OBJECTIVE — Return, word for word, only the lines from the one containing "answer like [72,126]." through the last line of the entries.
════════════════
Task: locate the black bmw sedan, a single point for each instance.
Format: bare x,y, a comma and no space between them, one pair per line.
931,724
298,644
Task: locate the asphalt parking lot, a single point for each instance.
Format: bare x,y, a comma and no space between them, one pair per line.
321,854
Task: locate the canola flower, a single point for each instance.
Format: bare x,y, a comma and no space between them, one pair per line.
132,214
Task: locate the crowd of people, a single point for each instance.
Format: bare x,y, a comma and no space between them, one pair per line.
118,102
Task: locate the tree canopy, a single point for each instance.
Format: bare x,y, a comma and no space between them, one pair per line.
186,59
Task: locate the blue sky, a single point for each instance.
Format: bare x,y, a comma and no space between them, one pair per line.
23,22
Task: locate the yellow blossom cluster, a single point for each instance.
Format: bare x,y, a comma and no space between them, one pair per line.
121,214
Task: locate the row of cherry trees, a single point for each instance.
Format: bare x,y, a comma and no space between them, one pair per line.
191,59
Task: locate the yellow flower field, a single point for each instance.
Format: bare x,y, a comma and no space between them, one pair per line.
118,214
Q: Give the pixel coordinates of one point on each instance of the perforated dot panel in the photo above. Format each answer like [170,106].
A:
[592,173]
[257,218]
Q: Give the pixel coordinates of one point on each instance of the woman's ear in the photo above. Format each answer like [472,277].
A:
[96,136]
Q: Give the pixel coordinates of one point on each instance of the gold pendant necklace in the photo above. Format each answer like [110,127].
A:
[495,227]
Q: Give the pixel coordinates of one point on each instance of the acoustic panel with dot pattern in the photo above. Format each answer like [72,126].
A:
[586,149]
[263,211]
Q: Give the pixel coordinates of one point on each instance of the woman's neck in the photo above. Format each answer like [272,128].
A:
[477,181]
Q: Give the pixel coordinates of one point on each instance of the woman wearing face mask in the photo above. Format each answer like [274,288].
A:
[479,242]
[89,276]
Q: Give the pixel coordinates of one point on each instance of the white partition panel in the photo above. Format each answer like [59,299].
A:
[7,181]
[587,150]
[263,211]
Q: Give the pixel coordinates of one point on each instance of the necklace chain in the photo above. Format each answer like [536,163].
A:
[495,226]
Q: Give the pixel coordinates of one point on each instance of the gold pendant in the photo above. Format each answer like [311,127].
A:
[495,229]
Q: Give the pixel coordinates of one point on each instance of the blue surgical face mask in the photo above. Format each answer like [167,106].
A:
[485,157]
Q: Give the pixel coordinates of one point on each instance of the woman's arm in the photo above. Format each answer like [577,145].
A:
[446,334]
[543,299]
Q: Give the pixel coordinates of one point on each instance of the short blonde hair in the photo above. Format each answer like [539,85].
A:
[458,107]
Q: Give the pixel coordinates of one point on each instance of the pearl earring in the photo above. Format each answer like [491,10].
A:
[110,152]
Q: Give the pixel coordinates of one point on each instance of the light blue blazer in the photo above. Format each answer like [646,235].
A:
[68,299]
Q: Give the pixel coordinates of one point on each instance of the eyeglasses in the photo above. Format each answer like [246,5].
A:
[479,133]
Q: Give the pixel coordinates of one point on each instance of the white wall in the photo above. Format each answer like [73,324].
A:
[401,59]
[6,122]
════════════════
EXERCISE RESULT —
Q: Give the pixel coordinates of one point on each instance of the acoustic panel with dot pattern in the photo above. Format each answer like [72,126].
A:
[586,149]
[263,211]
Q: Give the pixel coordinates of one point on each instance of the woman's neck in the photo above. Format each answer like [272,128].
A:
[477,181]
Q: Give the pixel coordinates of one point on each instance of the woman wearing face mask in the photo above. Format each answer like [274,288].
A:
[479,242]
[89,276]
Q: Give the pixel coordinates of one point on each instance of the white partition panel in the photo above. Format each answer like [59,299].
A:
[7,181]
[587,150]
[263,211]
Q: Give the pixel coordinates of one point on each instance of the necklace chain in the photo above. Format each answer like [536,163].
A:
[495,226]
Q: Give the pixel coordinates of one point on each instance of the gold pendant in the photo above. Format each answer like [311,127].
A:
[495,229]
Q: Give the pixel coordinates of one point on each instance of the blue surgical face mask in the photo above. Format each answer like [167,106].
A:
[485,157]
Q: Give the pixel coordinates of one point on each instance of the woman's arm in the photo above. Format each answer like [577,145].
A:
[446,334]
[543,299]
Q: Give the pixel coordinates of one point on each instance of the short blonde hair in the photo above. Format each answer like [539,85].
A:
[458,107]
Q: Give the pixel coordinates of one point on each instance of the pearl earring in the photo above. Format each answer like [491,10].
A:
[110,152]
Q: Give the pixel coordinates of one point on each instance of the light blue blazer in the photo above. Format each answer like [646,235].
A:
[68,299]
Q: Give the pixel coordinates of one point on each instance of the eyeglasses in the photo above. Format each answer like [246,5].
A:
[479,133]
Q: Give the pixel coordinates of one point on each instance of the white wall in the photo above. Format each answer like [73,324].
A:
[401,59]
[6,122]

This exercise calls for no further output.